EXTRAIT À LIRE:
-- -- --
30. C’est le 25 mars 2016, lorsque son haut-commissaire a été convoqué par le Foreign Secretary, que l’Inde a pour la première fois eu connaissance de la prétendue «arrestation» de M. Jadhav.
31. Le défendeur indique en avoir informé, sans procéder à la moindre vérification supplémentaire, les cinq membres permanents du Conseil de sécurité de l’Organisation des Nations Unies, auxquels il a transmis un document de douze pages formulant diverses allégations contre l’Inde15. Ce document met en évidence un certain nombre d’éléments importants :
a) M. Jadhav aurait été arrêté par les forces de sécurité pakistanaises ; l’on peut raisonnablement supposer qu’il est, depuis son «arrestation», détenu par ces mêmes forces de sécurité.
b) Le document ne précise pas la date exacte de l’arrestation, qui a eu lieu dans «la première semaine de mars 2016».
c) Il est indiqué que «[l]’intéressé a fait [certains] aveux». Des aveux lui ont en effet manifestement été extorqués peu après son arrestation, et alors qu’il était détenu par les forces de sécurité. Bien avant qu’ils ne soient recueillis devant un tribunal  le FIR n’a été enregistré que le 8 avril 2016 , ces aveux ont donc été utilisés à des fins politiques, dans un document communiqué aux cinq membres permanents du Conseil de sécurité de l’Organisation des Nations Unies. Cela démontre qu’il s’agissait d’un simple exercice de propagande de la part du Pakistan, auquel la communauté internationale reproche, depuis un certain temps, de soutenir ouvertement le terrorisme.
-- -- --
À FAIRE:
1. Répondez aux questions suivantes d'après l'extrait sur l'arrestation de M. Jadhav :
(a) À quelle date l'Inde a-t-elle appris pour la première fois l'«arrestation» de M. Jadhav ?
(b) Combien de pages comptait le document transmis aux membres permanents du Conseil de sécurité ?
(c) À quelle date le FIR a-t-il été enregistré ?
2. Relevez toutes les dates citées dans l'extrait sur l'arrestation de M. Jadhav.
3. Prolongez l'extrait sur l'arrestation de M. Jadhav à la suite de sa dernière phrase.

DOCUMENTS FOURNIS:
-- -- --
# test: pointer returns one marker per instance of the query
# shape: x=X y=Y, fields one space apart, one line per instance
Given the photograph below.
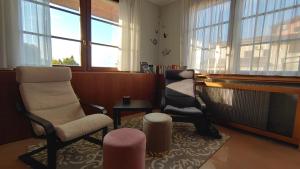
-- -- --
RÉPONSES:
1.
(a) Le 25 mars 2016.
(b) Douze pages.
(c) Le 8 avril 2016.

2.
- 25 mars 2016
- la première semaine de mars 2016
- 8 avril 2016

3.
d) Il est indiqué dans le document que M. Jadhav «opérait… en tant que commerçant à Chabahar».
e) Il est encore indiqué que l’intéressé est entré au Baloutchistan depuis l’Iran. Nulle mention n’est cependant faite de la grave allégation selon laquelle M. Jadhav a été enlevé en Iran et emmené au Pakistan où les forces de sécurité lui ont arraché des aveux. Or, cette thèse de l’enlèvement est confirmée par la rapidité avec laquelle lesdits aveux ont été utilisés pour formuler des accusations contre l’Inde visant à alimenter le système pakistanais de propagande.
f) Il est ensuite précisé que M. Jadhav est commandant de la marine indienne, ce qui signifie nécessairement qu’il est citoyen indien, puisqu’il s’agit là d’une condition préalable pour servir dans les forces armées. Le Pakistan se contredit donc lui-même, affirmant ici que ces allégations sont exactes tout en arguant, dans une autre partie de son contre-mémoire, que la citoyenneté indienne de M. Jadhav n’est pas établie.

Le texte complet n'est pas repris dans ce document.